4. consumequeue文件的存储结构

　　consumequeue作为消费者的重要依据，同样起着非常重要的作用。消费者在进行消费时，会使用一些偏移量作为依据（拉取模型实现）。而这些个偏移量，实际上就是指的consumequeue的偏移量（注意不是commitlog的偏移量）。这样做有什么好处呢？首先，consumequeue作为索引文件，它被要求要有非常高的查询性能，所以越简单越好。最好是能够一次性定位到数据！

　　如果想一次性定位数据，那么唯一的办法是直接使用commitlog的offset。但这会带来一个最大的问题，就是当我当前消息消费拉取完成后，下一条消息在哪里呢？如果单靠commitlog文件，那么，它必然需要将下一条消息读入，然后再根据topic判定是不是需要的数据。如此一来，就必然存在大量的commitlog文件的io问题了。所以，这看起来是非常快速的一个解决方案，最终又变成了非常费力的方案了。

　　而使用commitlog文件的offset，则好了许多。因为consumequeue的文件存储格式是一条消息占20字节，即定长。根据这20字节，你可以找到commitlog的offset. 而因为consumequeue本身就是按照topic/queueId进行划分的，所以，本次消费完成后，下一次消费的数据必定就在consumequeue的下一位置。如此简单快速搞得定了。具体consume的存储格式，如官方描述：

ConsumeQueue：消息消费队列，引入的目的主要是提高消息消费的性能，由于RocketMQ是基于主题topic的订阅模式，消息消费是针对主题进行的，如果要遍历commitlog文件中根据topic检索消息是非常低效的。Consumer即可根据ConsumeQueue来查找待消费的消息。其中，ConsumeQueue（逻辑消费队列）作为消费消息的索引，保存了指定Topic下的队列消息在CommitLog中的起始物理偏移量offset，消息大小size和消息Tag的HashCode值。consumequeue文件可以看成是基于topic的commitlog索引文件，故consumequeue文件夹的组织方式如下：topic/queue/file三层组织结构，具体存储路径为：$HOME/store/consumequeue/{topic}/{queueId}/{fileName}。同样consumequeue文件采取定长设计，每一个条目共20个字节，分别为8字节的commitlog物理偏移量、4字节的消息长度、8字节tag hashcode，单个文件由30W个条目组成，可以像数组一样随机访问每一个条目，每个ConsumeQueue文件大小约5.72M；

　　其中fileName也是以偏移量作为命名依据，因为这样才能根据offset快速查找到数据所在的分片文件。

■ 所示记录 ■

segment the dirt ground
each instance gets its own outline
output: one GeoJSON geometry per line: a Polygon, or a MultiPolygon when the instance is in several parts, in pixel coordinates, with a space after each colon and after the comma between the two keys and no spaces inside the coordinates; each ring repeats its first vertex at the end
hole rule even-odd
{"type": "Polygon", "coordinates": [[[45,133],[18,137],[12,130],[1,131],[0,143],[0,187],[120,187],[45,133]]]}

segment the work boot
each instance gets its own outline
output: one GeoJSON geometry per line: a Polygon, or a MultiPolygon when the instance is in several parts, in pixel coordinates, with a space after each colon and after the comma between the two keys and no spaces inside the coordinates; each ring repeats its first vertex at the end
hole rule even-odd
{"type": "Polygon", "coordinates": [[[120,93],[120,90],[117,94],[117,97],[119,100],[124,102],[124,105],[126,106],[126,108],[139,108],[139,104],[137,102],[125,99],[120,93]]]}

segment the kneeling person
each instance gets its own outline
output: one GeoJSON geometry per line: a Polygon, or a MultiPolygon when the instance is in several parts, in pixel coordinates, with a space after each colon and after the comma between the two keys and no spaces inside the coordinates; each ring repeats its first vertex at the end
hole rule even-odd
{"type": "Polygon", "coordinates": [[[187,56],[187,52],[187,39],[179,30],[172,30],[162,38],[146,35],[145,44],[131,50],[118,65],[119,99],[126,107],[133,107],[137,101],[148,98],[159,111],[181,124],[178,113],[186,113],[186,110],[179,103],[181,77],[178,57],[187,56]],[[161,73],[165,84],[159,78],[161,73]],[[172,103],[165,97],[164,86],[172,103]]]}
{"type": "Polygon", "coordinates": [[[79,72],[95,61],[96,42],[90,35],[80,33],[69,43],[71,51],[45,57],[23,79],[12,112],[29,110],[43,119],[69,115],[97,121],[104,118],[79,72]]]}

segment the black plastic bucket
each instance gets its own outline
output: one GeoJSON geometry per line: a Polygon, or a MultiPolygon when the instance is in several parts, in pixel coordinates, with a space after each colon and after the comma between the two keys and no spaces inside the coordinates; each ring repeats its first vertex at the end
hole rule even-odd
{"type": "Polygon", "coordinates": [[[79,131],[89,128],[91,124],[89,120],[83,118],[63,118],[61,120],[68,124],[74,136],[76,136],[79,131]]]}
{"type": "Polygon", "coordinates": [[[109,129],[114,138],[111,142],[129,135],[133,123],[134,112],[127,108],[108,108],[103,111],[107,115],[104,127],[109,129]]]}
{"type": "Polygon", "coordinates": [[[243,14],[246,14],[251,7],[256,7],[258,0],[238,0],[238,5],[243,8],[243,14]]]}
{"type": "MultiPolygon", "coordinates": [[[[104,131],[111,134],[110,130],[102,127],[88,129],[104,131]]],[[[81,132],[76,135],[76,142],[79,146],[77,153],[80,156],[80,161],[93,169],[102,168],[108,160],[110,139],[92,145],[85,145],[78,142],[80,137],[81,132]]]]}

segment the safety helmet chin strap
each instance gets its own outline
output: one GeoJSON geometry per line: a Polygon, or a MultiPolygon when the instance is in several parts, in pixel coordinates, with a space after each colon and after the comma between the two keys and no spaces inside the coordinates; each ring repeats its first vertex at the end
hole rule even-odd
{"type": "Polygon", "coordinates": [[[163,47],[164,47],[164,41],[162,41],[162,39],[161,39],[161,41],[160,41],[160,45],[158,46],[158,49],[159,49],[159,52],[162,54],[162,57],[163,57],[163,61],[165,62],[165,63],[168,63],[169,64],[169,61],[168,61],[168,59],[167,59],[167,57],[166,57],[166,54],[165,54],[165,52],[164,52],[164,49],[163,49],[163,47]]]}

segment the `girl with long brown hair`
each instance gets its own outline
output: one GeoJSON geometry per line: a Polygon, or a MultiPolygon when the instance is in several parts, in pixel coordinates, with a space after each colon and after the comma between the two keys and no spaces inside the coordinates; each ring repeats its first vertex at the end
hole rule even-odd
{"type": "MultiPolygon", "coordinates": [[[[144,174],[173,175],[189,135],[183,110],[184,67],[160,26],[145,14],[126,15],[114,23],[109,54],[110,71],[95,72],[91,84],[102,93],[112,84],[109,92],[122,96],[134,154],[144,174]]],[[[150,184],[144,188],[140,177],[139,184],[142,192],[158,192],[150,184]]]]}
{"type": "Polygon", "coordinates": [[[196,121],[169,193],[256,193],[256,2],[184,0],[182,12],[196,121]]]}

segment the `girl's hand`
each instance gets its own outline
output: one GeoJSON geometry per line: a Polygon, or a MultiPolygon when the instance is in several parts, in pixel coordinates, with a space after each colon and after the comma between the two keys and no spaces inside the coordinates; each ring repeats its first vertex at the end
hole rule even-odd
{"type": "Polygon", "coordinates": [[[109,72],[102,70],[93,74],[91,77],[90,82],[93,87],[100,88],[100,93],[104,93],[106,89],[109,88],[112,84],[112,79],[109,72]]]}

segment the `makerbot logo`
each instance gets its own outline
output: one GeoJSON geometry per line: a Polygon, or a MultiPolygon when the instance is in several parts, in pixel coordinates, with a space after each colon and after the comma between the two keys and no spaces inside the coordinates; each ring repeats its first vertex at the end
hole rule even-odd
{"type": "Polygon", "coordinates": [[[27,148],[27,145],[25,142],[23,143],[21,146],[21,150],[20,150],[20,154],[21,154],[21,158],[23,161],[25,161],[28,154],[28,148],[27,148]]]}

■ 任务说明 ■
根据页面摘录，consumequeue文件的每个条目占多少字节，由哪几部分组成？

■ 正确结果 ■
每个条目共20字节，分别为8字节的commitlog物理偏移量、4字节的消息长度和8字节的tag hashcode。